* _Enunciado 1_:
Traduce al inglés esta oración del texto sobre la Hacienda del Reino en 1831: "Lo educaron para servir al rey, y al rey sirve como ningún otro."
* _Enunciado 2_:
Prosigue el texto sobre la Hacienda del Reino en 1831 a partir de su última oración.

* _Fragmento citado_:
Historia
1831: toda la majestad del mundo

Es este pestazo a fin de época lo que envuelve a Mariana Pineda como una plaga o una condena.
"Fusilamiento del General Torrijos y sus compañeros en las playas de Málaga" (1888) Antonio Gisbert
"Fusilamiento del General Torrijos y sus compañeros en las playas de Málaga" (1888) Antonio Gisbert

Doctor en Historia y profesor de filosofía

9 may 2023 06:00

Las columnas de pagarés se amontonan en el despacho como restos de un templo romano. Sin esperar a que el ministro le dé la palabra, el secretario arroja la bomba. Excelencia, acierta a decir, París nos cierra. El jefe de la Hacienda del Reino aprieta su mandíbula de piedra y le hace una señal al subalterno para que se vaya. Abrumado, Luis López Ballesteros se hunde en sus pensamientos. Lo educaron para servir al rey, y al rey sirve como ningún otro. Último secretario del despotismo ilustrado, se devana los sesos, según palabras propias, haciendo del rey un soberano en vez de un funcionario.

Todo son deudas en esta Corona que abrió las venas del Nuevo Mundo para la compra y venta de la era moderna. Hambrienta de oro y plata, Castilla arrancó con los dientes todo lo que brillaba en América. De todo aquel metal, se lamenta el ministro, sólo quedó el vellón y la ruina, los marqueses altivos y las iglesias barrocas. Ahora todo eso está aquí escrito, en millones de papeles que no valen nada y, sin embargo, lo impiden todo. Ya no hay castillo que no sea de arena, piensa. Perdida América, se ha perdido España con ella.

Todo son deudas en esta Corona que abrió las venas del Nuevo Mundo para la compra y venta de la era moderna.

De poco sirve lamentarse en un mundo que se traga las mercancías y el vapor sobre ruedas, que quiere comprar barato y vender un poco más caro. Este siglo es de los negocios y de las deudas satisfechas en tiempo y forma. Ni el metal envilece ni el trabajo deshonra, se anuncia para escándalo de todas las épocas pasadas. En un mundo así, los reyes no pueden comportarse como lo hicieron antes de la guillotina. Aunque todos finjan que no se asaltó la Bastilla, el cielo ha bajado a la tierra y el derecho divino lo ha acompañado en la caída.

El monarca, en cambio, no reconoce compromisos ni deudas, porque un rey ni cede ni debe, sólo dispone y ante Dios responde. Es su ministro quien sabe que el Reino está al borde del abismo y no hay plata para esta prórroga del pasado. En un mundo de locos no le queda más remedio que ser el más loco, y antes que gravar a la nobleza y al clero, bien agazapados detrás de la monarquía absoluta, empeña el futuro y pide tropecientos millones en el extranjero. Trata de engañar a los prestamistas amortizando los títulos de la deuda por menos de lo prometido, pero la Bolsa de París da la señal de alarma y le chafa la apuesta. Una vez más, España juega a la bancarrota encubierta. Es un reino pirata, se sentencia. Entonces, el ministro reacciona y decreta que Madrid tenga su propia bolsa, no para comprar y vender acciones de compañías que no existen, sino para cambiar títulos de la deuda y sufragar el sueño del monarca.

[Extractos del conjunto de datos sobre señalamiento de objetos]
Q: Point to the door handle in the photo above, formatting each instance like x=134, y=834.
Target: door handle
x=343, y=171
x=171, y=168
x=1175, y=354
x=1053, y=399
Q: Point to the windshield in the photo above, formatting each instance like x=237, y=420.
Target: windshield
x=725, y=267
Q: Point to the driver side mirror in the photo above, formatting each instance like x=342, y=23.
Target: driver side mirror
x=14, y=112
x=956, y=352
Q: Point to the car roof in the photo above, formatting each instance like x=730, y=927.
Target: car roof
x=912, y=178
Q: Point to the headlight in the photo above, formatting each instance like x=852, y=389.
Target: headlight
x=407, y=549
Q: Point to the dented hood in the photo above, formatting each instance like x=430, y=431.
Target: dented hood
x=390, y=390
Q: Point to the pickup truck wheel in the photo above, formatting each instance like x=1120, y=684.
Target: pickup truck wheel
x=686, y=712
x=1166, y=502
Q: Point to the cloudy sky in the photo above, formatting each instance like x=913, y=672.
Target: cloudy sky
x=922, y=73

* _Resultado 1_:
They raised him to serve the king, and he serves the king like no one else.

* _Resultado 2_:
Pergeña así López Ballesteros un gran trile antes de que, muerto el rey, todo cambie sin cambiar apenas nada. El ministro sabe, sin embargo, que llegará la hora en que las deudas se paguen en contante y sonante, no en gracias, títulos y favores. Helado por el viento del siglo, el ministro abraza la idea cartesiana de una Hacienda ordenada por la ciencia contable, y por ello manda llamar a Pedro Sainz de Andino, el hombre que conoce todas las leyes, de las griegas a las presentes. Afrancesado, este experto es un apasionado de los códigos napoleónicos y de la lencería del Consulado. A un rey le basta con señalar y desear, dice, pero el mundo que viene no es de los reyes que quieren sino de las industrias que fabrican y de los bancos que prestan. Aprueba así el ministro el código de comercio que Sainz le presenta y da el visto bueno a la idea de elaborar un presupuesto al año, porque el tiempo se ha acelerado y en doce meses se pueden disolver una época y un imperio.

Pergeña así López Ballesteros un gran trile antes de que, muerto el rey, cambie todo sin cambiar apenas nada.

Prosigue López Ballesteros con sus reformas y construye el Banco de San Fernando, pensado de todos para financiar las andanzas de uno solo. Nadie podrá decir que no hice lo imposible por remediar esta ruina, suspira esperando que el rey le recompense con todas las medallas que caben en un pecho. Ha mentido y ha engañado, pero lo ha hecho por un soberano de origen divino. Una vez desaparezca Fernando VII, López Ballesteros no se ve de ministro. Mentir por un monarca tiene defensa en el cielo; mentir por una Constitución sólo tendrá premio en el infierno. Desea, mientras firma otra artimaña fiscal con su nombre, que la muerte no sea tan mentirosa como lo ha sido él en el ministerio. Porque bien sabe este ministro de Hacienda, que dijo adiós a todo el oro del mundo, que nada podrá comprar más tiempo cuando las cuentas, y no la majestad, gobiernen el Reino.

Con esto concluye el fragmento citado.